* 제공된 항목 *
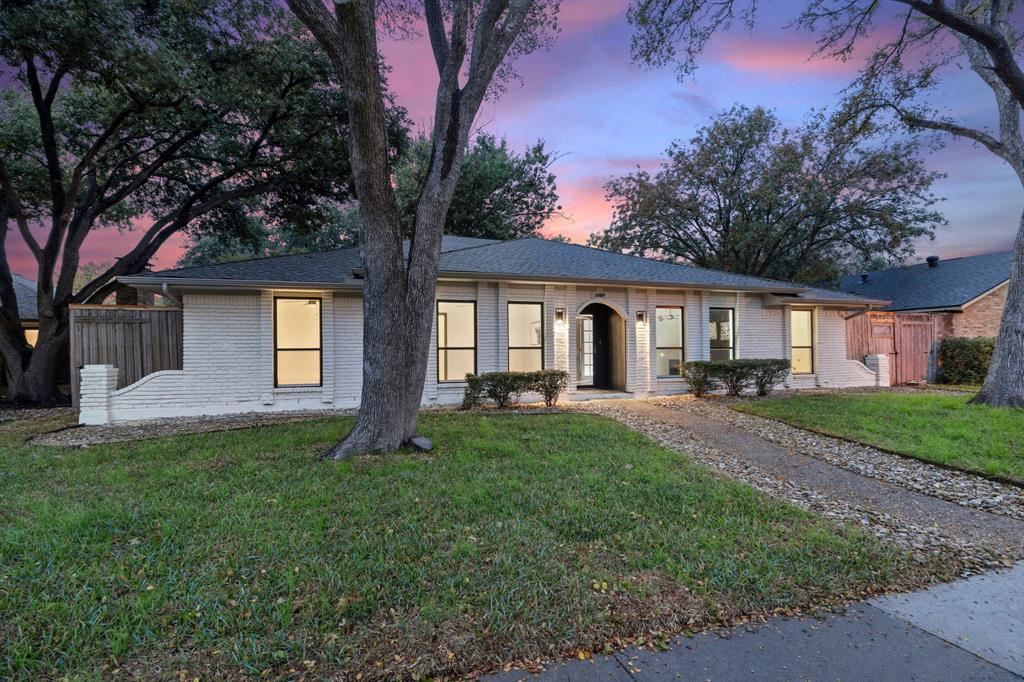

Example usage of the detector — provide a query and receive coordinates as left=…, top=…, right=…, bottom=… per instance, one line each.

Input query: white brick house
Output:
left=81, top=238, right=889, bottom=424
---
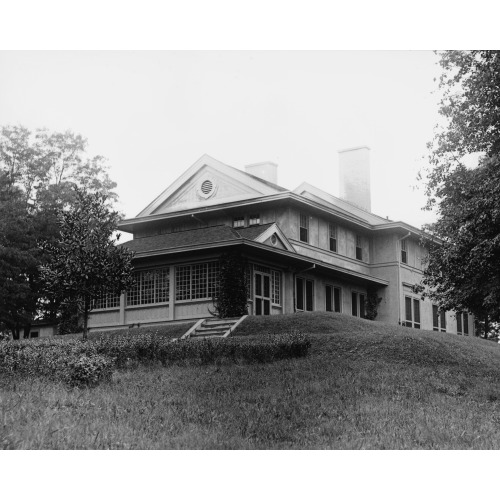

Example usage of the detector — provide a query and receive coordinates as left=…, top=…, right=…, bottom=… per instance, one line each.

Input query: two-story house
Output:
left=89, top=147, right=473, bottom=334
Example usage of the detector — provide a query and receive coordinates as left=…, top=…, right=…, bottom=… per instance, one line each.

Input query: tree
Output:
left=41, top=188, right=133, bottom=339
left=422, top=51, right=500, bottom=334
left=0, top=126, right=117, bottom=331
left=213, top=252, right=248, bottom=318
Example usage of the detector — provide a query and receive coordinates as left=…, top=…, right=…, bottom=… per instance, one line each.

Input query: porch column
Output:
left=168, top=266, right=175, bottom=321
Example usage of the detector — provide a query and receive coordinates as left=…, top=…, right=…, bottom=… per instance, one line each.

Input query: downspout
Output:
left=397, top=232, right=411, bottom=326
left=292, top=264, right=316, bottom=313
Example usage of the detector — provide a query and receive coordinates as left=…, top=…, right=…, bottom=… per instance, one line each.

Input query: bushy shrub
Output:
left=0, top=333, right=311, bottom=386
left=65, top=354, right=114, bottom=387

* 주어진 지시 *
위 행들 중 "house"라는 문자열이 들어 있는 줄을 모두 반환해 주시겠어요? 대소문자를 구분합니다.

* 답변 *
Input query: white brick house
Input query: two-story house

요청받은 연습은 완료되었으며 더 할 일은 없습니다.